### About this task
From the first line to the last, retype the records exactly and skip the pictures.
··· Entries shown ···
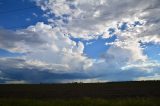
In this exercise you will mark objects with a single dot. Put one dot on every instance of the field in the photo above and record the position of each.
(143, 93)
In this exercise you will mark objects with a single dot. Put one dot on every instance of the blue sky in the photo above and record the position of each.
(66, 41)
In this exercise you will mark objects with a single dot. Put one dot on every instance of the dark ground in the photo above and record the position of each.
(112, 90)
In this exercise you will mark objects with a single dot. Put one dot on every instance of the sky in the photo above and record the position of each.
(61, 41)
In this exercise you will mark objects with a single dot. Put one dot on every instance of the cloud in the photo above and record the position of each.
(92, 17)
(52, 56)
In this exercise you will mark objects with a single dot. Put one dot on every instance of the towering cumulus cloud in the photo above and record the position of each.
(56, 51)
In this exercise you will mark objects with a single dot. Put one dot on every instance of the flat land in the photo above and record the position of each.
(82, 94)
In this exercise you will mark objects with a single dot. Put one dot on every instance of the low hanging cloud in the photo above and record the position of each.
(52, 56)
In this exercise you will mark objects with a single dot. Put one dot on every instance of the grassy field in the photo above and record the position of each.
(144, 93)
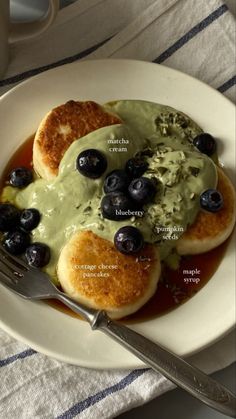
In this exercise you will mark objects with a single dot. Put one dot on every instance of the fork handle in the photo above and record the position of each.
(159, 359)
(171, 366)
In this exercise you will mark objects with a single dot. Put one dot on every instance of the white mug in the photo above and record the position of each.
(15, 32)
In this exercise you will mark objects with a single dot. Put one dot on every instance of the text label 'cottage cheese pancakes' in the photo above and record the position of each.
(70, 204)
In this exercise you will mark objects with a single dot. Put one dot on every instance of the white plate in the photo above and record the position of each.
(204, 318)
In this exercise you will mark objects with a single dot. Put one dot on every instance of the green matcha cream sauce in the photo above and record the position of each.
(71, 202)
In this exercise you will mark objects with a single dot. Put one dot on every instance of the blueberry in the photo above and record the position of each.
(128, 240)
(91, 163)
(38, 255)
(116, 181)
(136, 167)
(142, 190)
(15, 242)
(29, 219)
(205, 143)
(116, 206)
(20, 177)
(211, 200)
(9, 217)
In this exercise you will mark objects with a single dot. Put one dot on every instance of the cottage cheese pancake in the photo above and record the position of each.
···
### Reply to the task
In this exercise you will mark objects with a single dot. Put one dot on every instance of the field in the photo above and record the position of each.
(143, 93)
In this exercise you will mark objects with a single dot. Put one dot on every instance of the blue sky in the photo above and record the position of each.
(66, 41)
In this exercise you will mark objects with a single dot. Put one dot on every instance of the dark ground in the photo above and record the position of each.
(112, 90)
In this exercise you will mark objects with a single dot. Put one dot on every instance of the sky in the photo above and record the position of each.
(61, 41)
In this exercise you will mark objects with a single dot. Put one dot on every instance of the cloud in the photo above and record the position of each.
(92, 17)
(52, 56)
In this exercise you will mark objects with a single dot. Put one dot on every instance of the towering cumulus cloud in the photo above and record the position of each.
(56, 51)
In this exercise you will mark objects with a single dot. Put one dot on every instance of the flat land in the photo above and record the position of each.
(82, 94)
In this exercise you will mark objects with a single dot. Put one dot on every instance of the low hanging cloud in the photo above and record the position of each.
(52, 56)
In this exercise you will mark objects with a single dot. Put one dot on every instance of the grassy field in the photo above and record the position of each.
(144, 93)
In this exercise you will mark objects with a single dot. Put one dot on every instance of the fork handle in the photo above and record the position of each.
(159, 359)
(171, 366)
In this exercise you will mark objects with a single dot. Put one dot on every instance of the white mug in the photo above and record the position of each.
(15, 32)
In this exercise you will mark objects with a single dot. Put one dot on every instance of the text label 'cottage cheese pancakes' in the photo above and record the position of each.
(70, 204)
In this exercise you will mark objects with a single dot. Put one dot on every instance of the white plate in the photo above and record the position of each.
(204, 318)
In this exercise you will mark objects with a single dot. Put one dot on every instance of the green matcha cream sauce in the photo above and record the position of each.
(71, 202)
In this exercise you will mark objects with a single dot. Put one dot on every instance of the blueberry in the photo above and record the position of each.
(128, 240)
(91, 163)
(38, 255)
(116, 181)
(136, 167)
(142, 190)
(15, 242)
(29, 219)
(205, 143)
(116, 206)
(20, 177)
(211, 200)
(9, 217)
In this exercise you will mark objects with a single dot. Put one dot on every instance of the cottage cheese pancake in the photo above and record the position of each.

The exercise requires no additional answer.